▶ **TRECHO DO TEXTO**:
┌────────
FORMA SEM FUNÇÃO: O QUE DEVEMOS PROTEGER?


Tem coisas que só são ditas nos autos de um processo judicial, pois, fora dele, sofreriam um forte constrangimento. No processo, por exemplo, o fato de o formulário PPP, preenchido por profissional habilitado, não indicar o critério utilizado para o cálculo do ruído (“NR-15” ou “NHO-01”) significa a utilização de técnica nenhuma.

Sim, no JEF, o INSS conseguiu transformar esse detalhe num obstáculo para o reconhecimento do direito. Incrivelmente, o Poder Judiciário transformou isso num vício a ser suportado pelo segurado, poupando os verdadeiros responsáveis pela emissão e fiscalização do formulário, empresa e INSS. Agora, o INSS pode se beneficiar da própria torpeza, acenando com falhas técnicas documentos antes aceitos sem nenhuma inconsistência na via administrativa, mormente quando ultrapassada a fase de instrução.

O documento, comprovando a exposição do trabalhador ao agente físico acima do limite de tolerância, é, não raras vezes, desprezado sem qualquer intimação da empresa ou sem dar ao segurado a oportunidade de esclarecer tal informação. Quem o INSS e/ou a justiça pretende proteger? Quem é o destinatário das normas previdenciárias? É o que chamamos de forma sem função!

Mas é possível sofisticar a nossa crítica. Como? Quando dizemos que a causa de um incêndio foi o cigarro que jogamos no bosque, estamos tacitamente pressupondo que estão presentes outras condições sem as quais o efeito não teria ocorrido (por exemplo, a presença de oxigênio no ar). O que determina o que pode ser presumido ou não? O elemento (a)normalidade no contexto. “É a normalidade ou anormalidade no contexto que aponta para um elemento como a causa e nos permite priorizá-lo em relação ao resto das condições.”[1]

A normalidade nos diz que o profissional habilitado (sempre) observa os métodos/técnicas para medir o nível de pressão sonora ao qual esteve exposto o trabalhador durante sua jornada de trabalho (então, não vou presumir o contrário). O profissional foi contratado para elaborar um documento previdenciário (LTCAT), por óbvio, ele deve observar os critérios exigidos pela legislação previdenciária. Vamos ilustrar com o seguinte exemplo. Mesmo constituindo o relatório elemento essencial da sentença, no JEF (em que ele é dispensado), eu não vou presumir que o processo não foi lido - a sua finalidade é, exatamente, permitir que as partes possam verificar que, de fato, o processo foi lido pelo julgador.
└────────
▶ **Registros de dados**:
┌────────
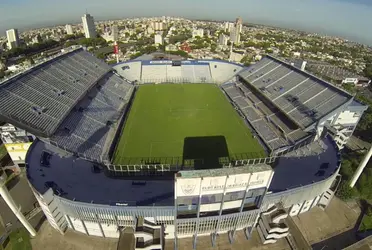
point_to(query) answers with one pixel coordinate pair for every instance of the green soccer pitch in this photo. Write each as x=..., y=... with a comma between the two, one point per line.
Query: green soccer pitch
x=162, y=116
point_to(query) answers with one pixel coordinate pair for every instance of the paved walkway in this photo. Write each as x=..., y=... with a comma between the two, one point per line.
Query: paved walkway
x=222, y=243
x=338, y=219
x=49, y=238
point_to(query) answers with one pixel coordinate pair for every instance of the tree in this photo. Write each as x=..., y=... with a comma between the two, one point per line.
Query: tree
x=180, y=53
x=213, y=48
x=345, y=192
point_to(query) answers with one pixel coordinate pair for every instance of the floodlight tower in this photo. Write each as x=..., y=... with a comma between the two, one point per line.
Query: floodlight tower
x=12, y=205
x=360, y=168
x=116, y=51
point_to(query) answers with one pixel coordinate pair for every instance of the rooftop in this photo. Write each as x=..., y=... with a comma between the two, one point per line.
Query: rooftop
x=74, y=178
x=39, y=99
x=224, y=171
x=302, y=97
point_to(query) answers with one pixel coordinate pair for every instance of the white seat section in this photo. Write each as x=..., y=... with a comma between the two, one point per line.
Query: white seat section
x=223, y=71
x=202, y=73
x=187, y=72
x=153, y=73
x=174, y=73
x=130, y=70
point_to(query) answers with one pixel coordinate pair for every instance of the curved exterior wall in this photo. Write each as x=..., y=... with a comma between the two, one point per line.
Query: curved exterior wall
x=298, y=195
x=105, y=220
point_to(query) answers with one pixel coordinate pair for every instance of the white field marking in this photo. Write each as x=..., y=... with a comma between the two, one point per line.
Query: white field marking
x=161, y=142
x=129, y=125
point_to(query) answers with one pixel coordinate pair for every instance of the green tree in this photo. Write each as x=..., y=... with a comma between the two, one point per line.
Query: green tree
x=345, y=192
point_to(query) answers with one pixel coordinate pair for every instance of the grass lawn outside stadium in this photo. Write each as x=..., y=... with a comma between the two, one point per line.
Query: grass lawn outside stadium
x=166, y=121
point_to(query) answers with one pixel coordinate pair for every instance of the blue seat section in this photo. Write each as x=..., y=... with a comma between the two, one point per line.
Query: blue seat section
x=41, y=97
x=85, y=129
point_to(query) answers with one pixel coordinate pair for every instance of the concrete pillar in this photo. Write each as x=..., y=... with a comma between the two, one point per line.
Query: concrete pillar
x=12, y=205
x=360, y=168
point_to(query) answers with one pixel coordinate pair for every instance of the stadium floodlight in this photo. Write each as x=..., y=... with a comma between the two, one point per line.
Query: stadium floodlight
x=12, y=205
x=361, y=167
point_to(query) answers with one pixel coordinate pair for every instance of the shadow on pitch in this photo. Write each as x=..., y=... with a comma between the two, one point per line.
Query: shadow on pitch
x=205, y=152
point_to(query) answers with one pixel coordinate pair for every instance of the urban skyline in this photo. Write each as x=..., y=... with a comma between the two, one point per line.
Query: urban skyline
x=348, y=19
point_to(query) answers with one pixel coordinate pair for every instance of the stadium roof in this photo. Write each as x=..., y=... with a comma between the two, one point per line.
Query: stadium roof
x=75, y=179
x=302, y=97
x=39, y=99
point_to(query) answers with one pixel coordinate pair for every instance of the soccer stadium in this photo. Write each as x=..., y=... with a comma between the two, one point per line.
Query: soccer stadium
x=174, y=149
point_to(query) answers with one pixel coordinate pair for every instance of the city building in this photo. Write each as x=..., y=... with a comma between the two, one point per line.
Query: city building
x=69, y=30
x=13, y=38
x=158, y=39
x=89, y=26
x=197, y=32
x=70, y=165
x=115, y=32
x=158, y=26
x=222, y=39
x=235, y=35
x=36, y=39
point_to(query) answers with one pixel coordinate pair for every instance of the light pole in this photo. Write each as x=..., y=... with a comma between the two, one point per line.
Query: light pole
x=360, y=168
x=12, y=205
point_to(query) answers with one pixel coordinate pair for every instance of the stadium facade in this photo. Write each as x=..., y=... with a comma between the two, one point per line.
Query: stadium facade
x=63, y=118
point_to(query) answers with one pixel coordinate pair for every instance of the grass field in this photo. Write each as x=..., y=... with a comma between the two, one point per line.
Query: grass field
x=19, y=240
x=170, y=120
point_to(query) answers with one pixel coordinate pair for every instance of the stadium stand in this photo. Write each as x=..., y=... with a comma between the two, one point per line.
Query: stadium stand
x=155, y=73
x=187, y=72
x=223, y=71
x=77, y=103
x=302, y=97
x=43, y=111
x=130, y=70
x=85, y=129
x=269, y=125
x=173, y=72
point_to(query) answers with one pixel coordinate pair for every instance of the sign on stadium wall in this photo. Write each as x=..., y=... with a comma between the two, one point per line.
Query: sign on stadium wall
x=188, y=187
x=213, y=185
x=237, y=182
x=216, y=184
x=260, y=179
x=17, y=147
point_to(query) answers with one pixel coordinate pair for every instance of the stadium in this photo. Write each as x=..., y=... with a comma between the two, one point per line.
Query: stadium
x=175, y=149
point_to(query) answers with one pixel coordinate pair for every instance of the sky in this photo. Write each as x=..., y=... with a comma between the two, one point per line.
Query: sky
x=351, y=19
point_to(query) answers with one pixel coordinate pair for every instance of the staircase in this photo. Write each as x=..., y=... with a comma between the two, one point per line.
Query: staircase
x=148, y=235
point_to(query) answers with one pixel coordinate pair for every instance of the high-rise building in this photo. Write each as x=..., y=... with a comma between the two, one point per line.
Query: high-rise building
x=222, y=40
x=159, y=26
x=89, y=27
x=158, y=39
x=197, y=32
x=69, y=30
x=115, y=32
x=239, y=20
x=235, y=30
x=13, y=38
x=235, y=35
x=239, y=24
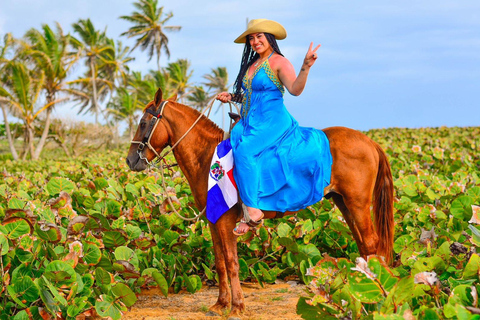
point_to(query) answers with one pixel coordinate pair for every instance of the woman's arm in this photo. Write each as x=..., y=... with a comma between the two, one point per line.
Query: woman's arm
x=286, y=73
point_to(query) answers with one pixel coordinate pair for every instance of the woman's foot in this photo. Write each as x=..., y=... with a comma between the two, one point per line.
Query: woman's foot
x=256, y=216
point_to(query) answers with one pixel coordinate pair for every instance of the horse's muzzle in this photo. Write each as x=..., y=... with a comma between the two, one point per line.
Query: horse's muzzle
x=135, y=163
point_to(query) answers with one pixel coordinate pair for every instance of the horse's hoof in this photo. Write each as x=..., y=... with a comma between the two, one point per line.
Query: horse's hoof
x=212, y=314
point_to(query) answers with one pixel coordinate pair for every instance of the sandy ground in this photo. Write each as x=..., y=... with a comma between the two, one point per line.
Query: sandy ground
x=277, y=301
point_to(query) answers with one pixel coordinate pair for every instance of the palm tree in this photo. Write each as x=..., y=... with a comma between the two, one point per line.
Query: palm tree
x=149, y=26
x=124, y=107
x=198, y=97
x=22, y=94
x=54, y=58
x=4, y=51
x=114, y=63
x=94, y=44
x=217, y=81
x=179, y=76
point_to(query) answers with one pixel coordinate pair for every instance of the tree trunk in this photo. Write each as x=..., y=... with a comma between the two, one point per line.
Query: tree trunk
x=94, y=88
x=29, y=140
x=46, y=128
x=9, y=134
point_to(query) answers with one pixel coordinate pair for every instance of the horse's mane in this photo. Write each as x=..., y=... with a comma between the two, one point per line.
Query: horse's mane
x=209, y=127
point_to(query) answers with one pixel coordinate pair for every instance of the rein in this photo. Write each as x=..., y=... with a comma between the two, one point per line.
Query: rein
x=146, y=142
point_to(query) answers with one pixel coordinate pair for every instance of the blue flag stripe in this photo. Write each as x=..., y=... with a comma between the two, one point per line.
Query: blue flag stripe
x=215, y=200
x=223, y=148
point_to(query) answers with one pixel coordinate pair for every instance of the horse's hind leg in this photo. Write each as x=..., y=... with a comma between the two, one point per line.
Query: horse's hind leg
x=225, y=226
x=359, y=208
x=338, y=199
x=224, y=297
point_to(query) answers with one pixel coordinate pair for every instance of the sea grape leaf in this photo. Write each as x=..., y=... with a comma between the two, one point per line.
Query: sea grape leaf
x=16, y=227
x=461, y=207
x=124, y=293
x=57, y=184
x=48, y=232
x=109, y=307
x=127, y=254
x=364, y=289
x=60, y=273
x=384, y=275
x=102, y=277
x=92, y=254
x=161, y=282
x=112, y=239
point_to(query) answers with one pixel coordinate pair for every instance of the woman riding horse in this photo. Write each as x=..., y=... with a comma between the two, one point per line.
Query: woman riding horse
x=279, y=166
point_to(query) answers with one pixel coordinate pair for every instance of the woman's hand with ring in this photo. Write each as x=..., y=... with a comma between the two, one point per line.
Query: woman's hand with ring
x=311, y=55
x=224, y=97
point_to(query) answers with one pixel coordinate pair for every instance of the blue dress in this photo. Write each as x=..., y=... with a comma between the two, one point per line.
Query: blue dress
x=279, y=165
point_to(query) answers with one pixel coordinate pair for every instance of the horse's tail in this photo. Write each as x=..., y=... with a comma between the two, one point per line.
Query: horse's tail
x=383, y=206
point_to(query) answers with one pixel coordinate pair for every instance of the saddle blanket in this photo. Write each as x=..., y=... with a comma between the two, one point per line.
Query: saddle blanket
x=222, y=190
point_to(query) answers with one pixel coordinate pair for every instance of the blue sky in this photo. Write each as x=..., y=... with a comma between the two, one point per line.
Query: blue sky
x=382, y=63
└────────
▶ **ENUNCIADO**:
Reescreva o trecho do texto sobre forma sem função começando em "FORMA SEM FUNÇÃO: O" e terminando em "fase de instrução.", substituindo "formulário" por "laudo".

▶ **RESPOSTA DA TAREFA**:
FORMA SEM FUNÇÃO: O QUE DEVEMOS PROTEGER?


Tem coisas que só são ditas nos autos de um processo judicial, pois, fora dele, sofreriam um forte constrangimento. No processo, por exemplo, o fato de o laudo PPP, preenchido por profissional habilitado, não indicar o critério utilizado para o cálculo do ruído (“NR-15” ou “NHO-01”) significa a utilização de técnica nenhuma.

Sim, no JEF, o INSS conseguiu transformar esse detalhe num obstáculo para o reconhecimento do direito. Incrivelmente, o Poder Judiciário transformou isso num vício a ser suportado pelo segurado, poupando os verdadeiros responsáveis pela emissão e fiscalização do laudo, empresa e INSS. Agora, o INSS pode se beneficiar da própria torpeza, acenando com falhas técnicas documentos antes aceitos sem nenhuma inconsistência na via administrativa, mormente quando ultrapassada a fase de instrução.